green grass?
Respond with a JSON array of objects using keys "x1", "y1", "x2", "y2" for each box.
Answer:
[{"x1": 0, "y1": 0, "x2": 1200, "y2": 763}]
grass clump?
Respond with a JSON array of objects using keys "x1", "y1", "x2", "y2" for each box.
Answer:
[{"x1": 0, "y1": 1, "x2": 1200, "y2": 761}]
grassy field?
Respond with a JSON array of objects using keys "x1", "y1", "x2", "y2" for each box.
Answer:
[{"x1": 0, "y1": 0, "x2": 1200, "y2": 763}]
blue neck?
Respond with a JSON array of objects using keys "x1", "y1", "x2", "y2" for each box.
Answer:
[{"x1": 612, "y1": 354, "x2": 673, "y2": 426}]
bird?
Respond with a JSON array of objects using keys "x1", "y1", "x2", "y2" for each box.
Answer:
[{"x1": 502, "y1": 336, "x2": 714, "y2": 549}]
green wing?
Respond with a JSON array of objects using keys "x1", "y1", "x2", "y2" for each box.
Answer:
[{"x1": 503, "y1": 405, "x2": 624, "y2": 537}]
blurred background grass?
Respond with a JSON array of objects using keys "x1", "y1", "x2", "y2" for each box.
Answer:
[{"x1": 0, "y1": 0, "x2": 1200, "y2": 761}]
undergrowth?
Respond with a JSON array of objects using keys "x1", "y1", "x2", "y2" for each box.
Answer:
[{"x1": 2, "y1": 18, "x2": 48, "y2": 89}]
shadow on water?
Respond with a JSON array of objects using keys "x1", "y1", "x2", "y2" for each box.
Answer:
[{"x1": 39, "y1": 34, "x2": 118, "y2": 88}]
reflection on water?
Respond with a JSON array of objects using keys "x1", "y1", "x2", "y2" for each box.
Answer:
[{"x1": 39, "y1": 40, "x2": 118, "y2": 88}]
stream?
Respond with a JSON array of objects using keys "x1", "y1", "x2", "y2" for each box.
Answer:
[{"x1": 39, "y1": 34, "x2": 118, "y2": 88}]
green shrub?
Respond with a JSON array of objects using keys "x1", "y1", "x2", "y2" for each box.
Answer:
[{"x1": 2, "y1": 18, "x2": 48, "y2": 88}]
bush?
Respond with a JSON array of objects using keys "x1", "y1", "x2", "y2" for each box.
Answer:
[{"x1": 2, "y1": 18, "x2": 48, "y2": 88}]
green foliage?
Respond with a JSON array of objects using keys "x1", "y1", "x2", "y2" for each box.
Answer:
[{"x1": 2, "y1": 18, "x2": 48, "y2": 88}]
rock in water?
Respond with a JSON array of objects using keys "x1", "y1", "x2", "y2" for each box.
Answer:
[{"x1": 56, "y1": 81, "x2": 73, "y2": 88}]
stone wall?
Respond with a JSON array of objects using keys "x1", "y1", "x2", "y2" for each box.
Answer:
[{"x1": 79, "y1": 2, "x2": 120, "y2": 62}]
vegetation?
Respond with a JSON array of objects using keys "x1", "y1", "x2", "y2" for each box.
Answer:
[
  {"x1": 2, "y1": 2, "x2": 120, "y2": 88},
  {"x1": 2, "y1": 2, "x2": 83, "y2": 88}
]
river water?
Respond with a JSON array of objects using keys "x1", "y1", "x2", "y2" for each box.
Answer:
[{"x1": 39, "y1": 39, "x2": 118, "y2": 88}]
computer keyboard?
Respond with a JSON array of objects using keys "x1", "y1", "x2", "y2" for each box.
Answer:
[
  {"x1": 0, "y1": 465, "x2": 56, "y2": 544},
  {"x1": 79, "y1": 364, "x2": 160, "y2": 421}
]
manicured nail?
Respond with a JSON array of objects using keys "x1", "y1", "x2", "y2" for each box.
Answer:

**Set problem:** Rewrite all of the lines above, putting "creek" wherever "stream" appears and leaving everything else unchanged.

**Output below:**
green grass?
Respond with a JSON array of objects using keys "x1", "y1", "x2", "y2" for each box.
Answer:
[{"x1": 0, "y1": 0, "x2": 1200, "y2": 763}]
grass clump?
Respond with a JSON array of objects using keys "x1", "y1", "x2", "y2" for each box.
Answer:
[{"x1": 0, "y1": 1, "x2": 1200, "y2": 761}]
grassy field?
Respond with a JSON array of objects using keys "x1", "y1", "x2", "y2" for each box.
Answer:
[{"x1": 0, "y1": 0, "x2": 1200, "y2": 763}]
blue neck?
Respond with a JSON array of objects using keys "x1", "y1", "x2", "y2" for each box.
Answer:
[{"x1": 612, "y1": 354, "x2": 673, "y2": 426}]
bird?
Respond with a JSON array of objects using keys "x1", "y1", "x2", "y2" for each box.
Answer:
[{"x1": 502, "y1": 336, "x2": 714, "y2": 549}]
green wing?
Respond with a JSON array of objects using keys "x1", "y1", "x2", "y2" for each box.
Answer:
[{"x1": 503, "y1": 405, "x2": 624, "y2": 537}]
blurred background grass?
Respond with a JSON array of objects using keys "x1", "y1", "x2", "y2" for each box.
Answer:
[{"x1": 0, "y1": 0, "x2": 1200, "y2": 761}]
undergrowth?
Respond with a JSON array of objects using keys "x1", "y1", "x2", "y2" for each box.
Answer:
[{"x1": 2, "y1": 18, "x2": 48, "y2": 89}]
shadow on water?
Respond with a JSON array of objects using keys "x1", "y1", "x2", "y2" for each box.
Answer:
[{"x1": 39, "y1": 34, "x2": 118, "y2": 88}]
reflection on water?
Respond with a JSON array of objects using keys "x1", "y1", "x2", "y2" for each box.
Answer:
[{"x1": 39, "y1": 40, "x2": 118, "y2": 88}]
creek?
Respond with a JSON array of objects using keys "x1", "y1", "x2", "y2" for each box.
Answer:
[{"x1": 39, "y1": 34, "x2": 118, "y2": 88}]
green shrub?
Respond with a JSON array of objects using keys "x1", "y1", "x2", "y2" for each box.
Answer:
[{"x1": 2, "y1": 18, "x2": 48, "y2": 88}]
bush?
Respond with a JSON array of objects using keys "x1", "y1", "x2", "y2" for each box.
Answer:
[{"x1": 2, "y1": 18, "x2": 48, "y2": 88}]
green foliage?
Respond with a JSON array of objects using keys "x1", "y1", "x2", "y2" for each box.
Answer:
[{"x1": 2, "y1": 18, "x2": 48, "y2": 88}]
rock in water?
Respond with a JSON array of objects using keys "x1", "y1", "x2", "y2" for each box.
Answer:
[{"x1": 56, "y1": 81, "x2": 73, "y2": 88}]
stone wall?
Respond with a JSON array of objects using keys "x1", "y1", "x2", "y2" for each box.
Answer:
[{"x1": 79, "y1": 2, "x2": 120, "y2": 62}]
vegetation?
Respond with a JSON array of objects using keys "x1", "y1", "x2", "y2" for each box.
Answer:
[
  {"x1": 2, "y1": 2, "x2": 120, "y2": 88},
  {"x1": 2, "y1": 2, "x2": 83, "y2": 88}
]
river water?
Respond with a JSON array of objects using keys "x1", "y1", "x2", "y2" for each box.
Answer:
[{"x1": 39, "y1": 39, "x2": 118, "y2": 88}]
computer keyboard?
Respond with a JSON array of objects using keys "x1", "y1", "x2", "y2" for each box.
Answer:
[
  {"x1": 0, "y1": 465, "x2": 56, "y2": 544},
  {"x1": 79, "y1": 364, "x2": 160, "y2": 421}
]
manicured nail?
Respond with a JSON array of objects using keys "x1", "y1", "x2", "y2" for each box.
Answer:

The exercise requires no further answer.